* Start Given records *
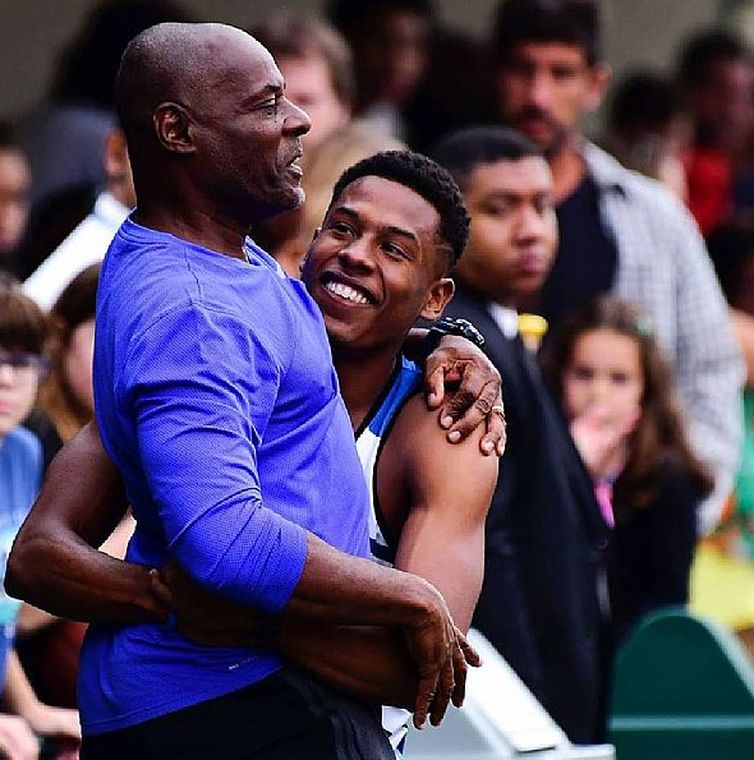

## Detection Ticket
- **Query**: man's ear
[152,102,196,153]
[584,63,613,113]
[421,277,456,322]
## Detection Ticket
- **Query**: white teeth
[325,280,368,304]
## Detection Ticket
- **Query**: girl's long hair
[543,296,713,509]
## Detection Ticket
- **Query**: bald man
[41,24,488,760]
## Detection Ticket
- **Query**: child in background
[545,297,712,643]
[0,275,80,756]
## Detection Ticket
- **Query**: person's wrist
[416,317,485,361]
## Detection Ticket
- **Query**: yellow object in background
[518,314,548,353]
[689,539,754,631]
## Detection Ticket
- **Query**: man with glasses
[0,275,80,757]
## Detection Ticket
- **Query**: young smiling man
[12,152,497,757]
[494,0,743,528]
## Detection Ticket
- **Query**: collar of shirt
[487,303,518,340]
[92,191,130,230]
[243,235,286,280]
[581,140,628,194]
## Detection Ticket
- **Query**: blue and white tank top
[356,356,422,760]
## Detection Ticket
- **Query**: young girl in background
[545,297,712,643]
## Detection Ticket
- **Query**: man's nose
[283,100,312,137]
[529,71,552,111]
[338,237,374,272]
[516,204,547,241]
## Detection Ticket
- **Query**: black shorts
[81,667,395,760]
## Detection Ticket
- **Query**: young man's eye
[259,95,281,115]
[552,66,578,82]
[534,196,554,216]
[330,222,353,235]
[484,203,511,217]
[382,243,408,259]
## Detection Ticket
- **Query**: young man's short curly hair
[328,150,469,269]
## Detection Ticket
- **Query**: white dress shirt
[24,192,129,311]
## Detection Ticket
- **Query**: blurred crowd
[0,0,754,757]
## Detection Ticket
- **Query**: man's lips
[319,272,377,306]
[285,153,304,179]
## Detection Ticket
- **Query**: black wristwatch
[419,317,485,361]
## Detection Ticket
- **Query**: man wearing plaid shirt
[495,0,744,530]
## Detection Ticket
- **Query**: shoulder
[583,143,695,229]
[390,394,498,487]
[2,426,42,469]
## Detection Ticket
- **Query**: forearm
[275,626,418,709]
[282,533,434,626]
[5,425,164,623]
[6,532,166,623]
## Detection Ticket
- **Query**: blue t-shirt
[79,220,369,734]
[0,427,42,691]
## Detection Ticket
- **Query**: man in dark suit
[433,127,607,743]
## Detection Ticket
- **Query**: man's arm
[404,328,505,456]
[5,423,168,623]
[6,406,475,720]
[674,209,745,532]
[268,398,497,722]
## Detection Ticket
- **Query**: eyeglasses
[0,351,49,375]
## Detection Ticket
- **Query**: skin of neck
[330,336,405,430]
[547,133,586,205]
[134,172,251,259]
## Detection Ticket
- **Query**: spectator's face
[303,177,453,350]
[63,319,94,412]
[458,156,558,306]
[498,42,609,154]
[190,35,311,225]
[690,59,754,153]
[0,346,41,438]
[0,148,31,256]
[277,55,350,155]
[563,328,644,426]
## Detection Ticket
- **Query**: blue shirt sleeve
[124,304,307,613]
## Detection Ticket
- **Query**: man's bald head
[115,23,269,144]
[116,23,310,227]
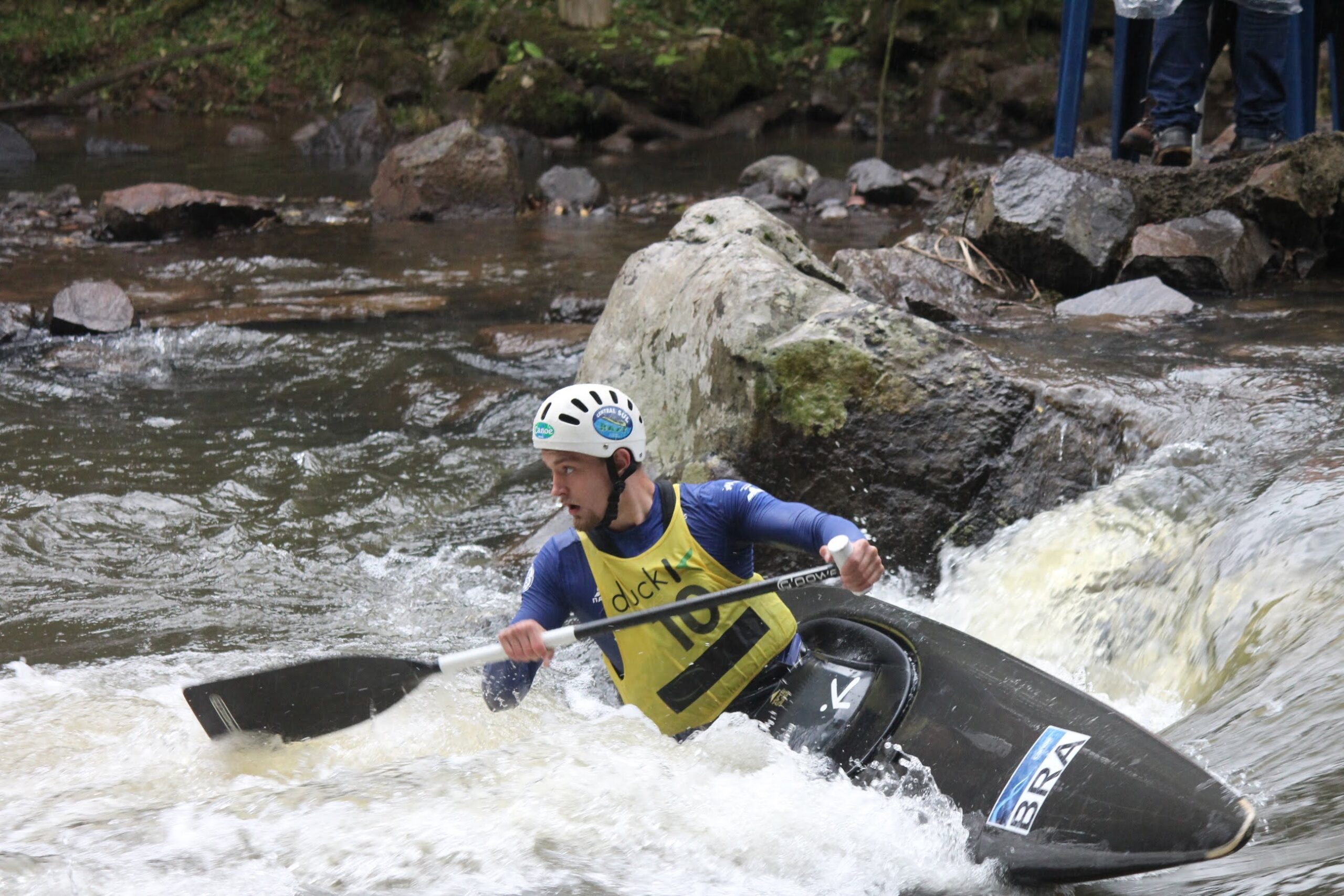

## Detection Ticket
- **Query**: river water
[0,122,1344,894]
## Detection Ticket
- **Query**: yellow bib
[579,485,799,735]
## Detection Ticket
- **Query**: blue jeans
[1148,0,1289,140]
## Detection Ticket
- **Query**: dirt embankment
[0,0,1111,140]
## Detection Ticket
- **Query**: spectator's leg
[1148,0,1210,133]
[1233,8,1290,144]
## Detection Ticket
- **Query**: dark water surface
[0,122,1344,894]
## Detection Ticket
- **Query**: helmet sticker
[593,404,634,440]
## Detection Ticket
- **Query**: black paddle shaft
[183,563,838,740]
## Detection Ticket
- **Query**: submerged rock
[738,156,821,199]
[967,154,1138,294]
[98,184,276,240]
[0,302,32,343]
[295,99,396,163]
[0,122,38,168]
[1119,209,1274,293]
[536,165,609,212]
[1055,277,1199,317]
[85,137,149,156]
[578,197,1125,570]
[545,296,606,324]
[51,279,136,336]
[476,324,593,357]
[372,121,523,220]
[225,125,270,148]
[845,159,919,206]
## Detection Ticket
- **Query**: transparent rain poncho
[1116,0,1303,19]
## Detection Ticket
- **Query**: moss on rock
[482,59,593,137]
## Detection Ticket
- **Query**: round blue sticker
[593,404,634,442]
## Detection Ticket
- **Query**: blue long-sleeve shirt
[482,480,864,709]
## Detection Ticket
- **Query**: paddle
[183,535,850,740]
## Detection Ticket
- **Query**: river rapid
[0,127,1344,896]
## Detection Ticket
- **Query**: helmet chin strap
[597,454,640,529]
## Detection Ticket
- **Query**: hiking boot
[1119,114,1156,156]
[1153,125,1191,168]
[1227,132,1284,159]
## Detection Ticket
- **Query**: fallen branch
[0,40,238,113]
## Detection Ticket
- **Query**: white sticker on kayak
[985,725,1091,834]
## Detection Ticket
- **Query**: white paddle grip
[438,626,578,672]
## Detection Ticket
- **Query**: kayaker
[484,383,883,735]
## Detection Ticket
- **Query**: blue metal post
[1284,0,1320,140]
[1110,16,1153,161]
[1055,0,1093,159]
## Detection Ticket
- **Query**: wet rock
[430,36,504,90]
[476,324,593,357]
[1055,277,1199,317]
[140,293,447,329]
[85,137,149,156]
[50,279,136,336]
[477,123,551,172]
[481,59,593,137]
[804,177,849,208]
[98,184,276,240]
[372,121,523,220]
[19,115,79,140]
[225,125,270,149]
[578,197,1122,570]
[845,159,919,206]
[545,296,606,324]
[536,165,607,214]
[1119,209,1274,293]
[598,133,634,156]
[738,156,821,199]
[297,99,395,163]
[0,302,32,343]
[967,154,1138,294]
[832,234,1000,325]
[0,122,38,168]
[289,117,331,151]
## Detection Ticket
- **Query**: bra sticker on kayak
[985,725,1091,834]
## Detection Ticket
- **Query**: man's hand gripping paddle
[183,535,850,740]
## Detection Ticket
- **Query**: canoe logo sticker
[593,404,634,442]
[985,725,1091,834]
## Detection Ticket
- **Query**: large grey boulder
[845,159,919,206]
[831,234,1003,324]
[578,197,1122,570]
[51,279,136,336]
[738,156,821,199]
[965,154,1138,294]
[1055,277,1199,323]
[0,302,32,343]
[536,165,607,212]
[98,184,276,240]
[1119,209,1274,293]
[0,122,38,168]
[372,121,523,220]
[295,99,396,163]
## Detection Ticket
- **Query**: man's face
[542,449,612,532]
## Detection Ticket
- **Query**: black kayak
[758,586,1255,882]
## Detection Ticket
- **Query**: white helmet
[532,383,644,463]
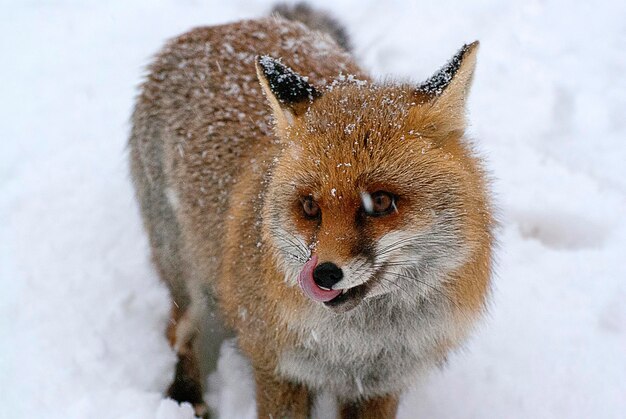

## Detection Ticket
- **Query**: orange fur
[131,12,493,417]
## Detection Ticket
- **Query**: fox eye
[370,191,396,216]
[302,196,320,219]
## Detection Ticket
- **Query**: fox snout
[313,262,343,289]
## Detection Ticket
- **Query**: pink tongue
[298,255,341,302]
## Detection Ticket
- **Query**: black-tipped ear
[256,55,320,128]
[415,41,479,132]
[418,41,479,96]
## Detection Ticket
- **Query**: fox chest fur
[131,11,493,416]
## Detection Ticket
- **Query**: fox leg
[340,395,398,419]
[167,303,209,418]
[254,368,311,419]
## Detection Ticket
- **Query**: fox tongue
[298,255,341,302]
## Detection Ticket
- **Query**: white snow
[0,0,626,419]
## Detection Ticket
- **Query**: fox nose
[313,262,343,288]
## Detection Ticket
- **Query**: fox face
[257,44,486,312]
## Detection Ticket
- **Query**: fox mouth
[324,283,369,312]
[298,255,370,312]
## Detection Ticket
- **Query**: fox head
[256,42,490,312]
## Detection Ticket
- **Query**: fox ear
[416,41,479,131]
[255,55,320,130]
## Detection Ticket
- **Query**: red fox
[130,2,495,418]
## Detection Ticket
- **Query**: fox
[129,5,496,418]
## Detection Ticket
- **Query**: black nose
[313,262,343,288]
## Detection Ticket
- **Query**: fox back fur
[130,4,494,418]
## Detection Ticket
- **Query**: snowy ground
[0,0,626,419]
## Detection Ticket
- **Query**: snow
[0,0,626,419]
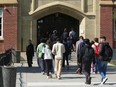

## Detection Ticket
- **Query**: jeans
[54,59,63,77]
[98,59,108,81]
[37,58,45,72]
[94,57,100,73]
[45,59,53,76]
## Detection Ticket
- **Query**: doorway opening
[37,13,79,44]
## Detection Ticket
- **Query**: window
[0,8,3,37]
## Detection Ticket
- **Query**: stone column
[31,0,35,12]
[81,0,85,12]
[93,0,96,14]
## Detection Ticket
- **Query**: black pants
[82,62,91,77]
[27,55,33,67]
[62,53,69,67]
[45,59,52,76]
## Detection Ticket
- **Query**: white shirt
[52,42,65,59]
[92,42,99,50]
[42,45,53,60]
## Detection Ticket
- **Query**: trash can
[16,50,21,63]
[12,50,20,63]
[0,66,16,87]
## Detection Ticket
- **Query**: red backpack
[93,44,100,57]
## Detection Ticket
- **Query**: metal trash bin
[12,50,20,63]
[0,66,16,87]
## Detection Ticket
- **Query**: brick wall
[0,5,17,51]
[100,5,113,47]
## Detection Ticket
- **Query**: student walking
[42,40,53,79]
[91,38,100,74]
[76,36,85,74]
[79,39,95,84]
[37,38,45,74]
[52,38,65,79]
[98,36,113,84]
[26,40,34,67]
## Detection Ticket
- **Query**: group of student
[26,29,112,84]
[76,36,113,84]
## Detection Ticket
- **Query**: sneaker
[42,72,45,75]
[76,68,80,74]
[58,76,61,79]
[47,76,50,79]
[50,74,52,78]
[101,77,108,84]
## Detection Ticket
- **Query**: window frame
[0,7,3,40]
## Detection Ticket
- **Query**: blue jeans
[94,57,100,73]
[98,59,108,81]
[37,58,45,72]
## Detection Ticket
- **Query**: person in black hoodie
[26,40,34,67]
[79,39,95,84]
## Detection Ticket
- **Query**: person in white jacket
[42,40,53,79]
[52,38,65,79]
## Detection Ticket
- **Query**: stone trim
[99,1,116,5]
[0,0,18,4]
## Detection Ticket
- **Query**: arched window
[0,8,3,38]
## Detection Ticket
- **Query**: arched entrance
[29,1,86,44]
[37,13,79,43]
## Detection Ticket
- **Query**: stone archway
[29,1,86,44]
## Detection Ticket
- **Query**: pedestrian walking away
[52,38,65,79]
[98,36,113,84]
[36,38,45,74]
[42,40,53,79]
[91,38,100,74]
[79,39,95,84]
[26,40,34,67]
[76,36,85,74]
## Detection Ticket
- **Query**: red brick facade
[0,5,17,52]
[100,5,113,47]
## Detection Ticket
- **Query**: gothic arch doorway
[37,12,79,44]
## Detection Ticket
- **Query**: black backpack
[100,44,113,62]
[82,46,95,62]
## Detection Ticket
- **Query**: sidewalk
[15,52,116,87]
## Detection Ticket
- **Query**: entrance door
[37,13,79,44]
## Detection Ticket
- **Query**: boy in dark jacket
[79,39,95,84]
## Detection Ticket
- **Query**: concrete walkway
[15,52,116,87]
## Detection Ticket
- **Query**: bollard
[0,66,16,87]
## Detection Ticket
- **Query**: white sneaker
[101,77,108,84]
[58,76,61,79]
[47,76,52,79]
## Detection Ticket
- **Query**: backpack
[101,44,113,62]
[82,46,94,62]
[93,44,100,57]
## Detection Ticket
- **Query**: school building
[0,0,116,52]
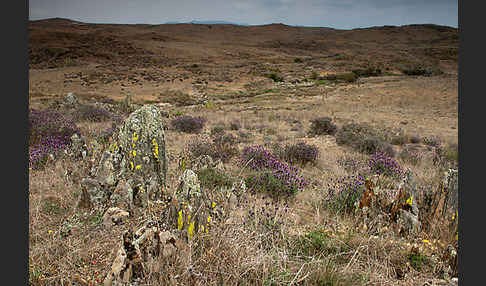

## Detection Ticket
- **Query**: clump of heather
[171,115,205,133]
[309,117,337,136]
[327,175,365,213]
[188,133,239,163]
[284,142,319,165]
[399,148,424,166]
[240,146,309,196]
[422,136,442,147]
[368,152,403,177]
[29,109,79,169]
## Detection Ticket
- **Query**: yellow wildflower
[152,138,159,160]
[406,196,413,206]
[177,210,184,230]
[187,221,194,239]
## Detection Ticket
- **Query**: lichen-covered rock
[176,169,201,202]
[63,92,78,107]
[398,209,421,234]
[95,150,123,187]
[79,178,108,207]
[118,105,167,203]
[191,155,224,173]
[65,133,88,159]
[82,105,167,208]
[103,226,190,286]
[102,207,130,227]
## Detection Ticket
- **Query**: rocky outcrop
[76,105,167,208]
[103,226,190,286]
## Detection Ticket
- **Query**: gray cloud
[29,0,458,29]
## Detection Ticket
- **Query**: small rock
[102,207,130,227]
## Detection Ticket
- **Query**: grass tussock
[29,81,460,285]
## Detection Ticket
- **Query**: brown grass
[29,27,458,285]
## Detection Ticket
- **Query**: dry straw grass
[29,74,457,285]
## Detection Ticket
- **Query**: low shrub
[422,136,442,147]
[399,148,424,166]
[240,146,308,196]
[336,123,395,157]
[352,67,383,77]
[211,125,225,136]
[230,120,241,130]
[188,133,239,163]
[410,136,422,144]
[29,109,80,169]
[324,72,358,83]
[283,142,319,165]
[368,152,403,178]
[292,230,339,257]
[74,105,113,122]
[390,133,410,146]
[171,115,205,133]
[309,117,337,136]
[267,72,284,82]
[327,175,365,214]
[197,168,233,189]
[401,66,433,76]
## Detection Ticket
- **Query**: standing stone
[80,105,167,208]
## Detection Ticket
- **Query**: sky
[29,0,458,29]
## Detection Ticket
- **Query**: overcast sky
[29,0,458,29]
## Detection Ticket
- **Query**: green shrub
[353,67,382,77]
[408,253,430,271]
[309,117,337,136]
[282,142,319,165]
[267,72,284,82]
[293,230,339,257]
[324,72,358,83]
[327,175,365,213]
[197,168,233,189]
[171,115,205,133]
[336,123,395,157]
[73,104,113,122]
[188,133,239,163]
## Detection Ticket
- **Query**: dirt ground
[29,19,459,285]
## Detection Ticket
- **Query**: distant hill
[165,20,249,26]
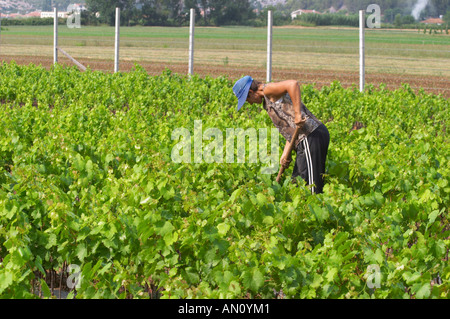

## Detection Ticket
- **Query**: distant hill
[0,0,86,14]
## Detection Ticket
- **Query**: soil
[1,56,450,98]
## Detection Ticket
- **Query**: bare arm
[264,80,306,127]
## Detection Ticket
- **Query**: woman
[233,75,330,193]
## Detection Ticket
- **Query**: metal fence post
[266,10,273,82]
[53,7,58,64]
[114,8,120,73]
[188,9,195,75]
[359,10,366,92]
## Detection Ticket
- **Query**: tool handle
[277,127,300,183]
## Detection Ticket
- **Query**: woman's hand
[280,154,292,169]
[294,113,306,128]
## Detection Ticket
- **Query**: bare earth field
[0,55,450,98]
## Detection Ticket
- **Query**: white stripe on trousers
[303,138,314,194]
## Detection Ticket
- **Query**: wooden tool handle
[277,127,300,183]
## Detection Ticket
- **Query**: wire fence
[0,9,450,97]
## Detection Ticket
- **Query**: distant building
* End Given records *
- **Given exercise**
Rewrite the rows from their start through the line containing "[581,140,628,194]", both ends included, keeping the requests and scaling every bounding-box coordinate by 1.05, rounded to whole numbers with halves going up. Leave the pictures out.

- **Correct response**
## Detection Ticket
- **Query**: man's ear
[160,107,206,161]
[613,66,644,119]
[442,291,479,338]
## Detection Ticket
- **Query**: white teeth
[341,294,386,319]
## Detection Ticket
- **Query**: girl's long hair
[570,311,749,534]
## Detection Ticket
- **Query**: bald man
[43,25,512,798]
## Detection Ticket
- **Query**: child in background
[572,312,748,675]
[0,289,84,794]
## Detection Ticket
- **Query**: person's wrist
[437,333,509,379]
## Detection Ticket
- **Query**: yellow object in background
[544,330,575,371]
[723,566,792,663]
## Detection Ticket
- **Query**: man with glasses
[0,289,84,795]
## Detection Ticket
- **Query**: young smiling man
[13,160,522,795]
[519,0,780,554]
## Detection Ticket
- **Query**: collar of shirt
[511,318,544,357]
[97,201,137,242]
[255,247,300,294]
[610,147,659,204]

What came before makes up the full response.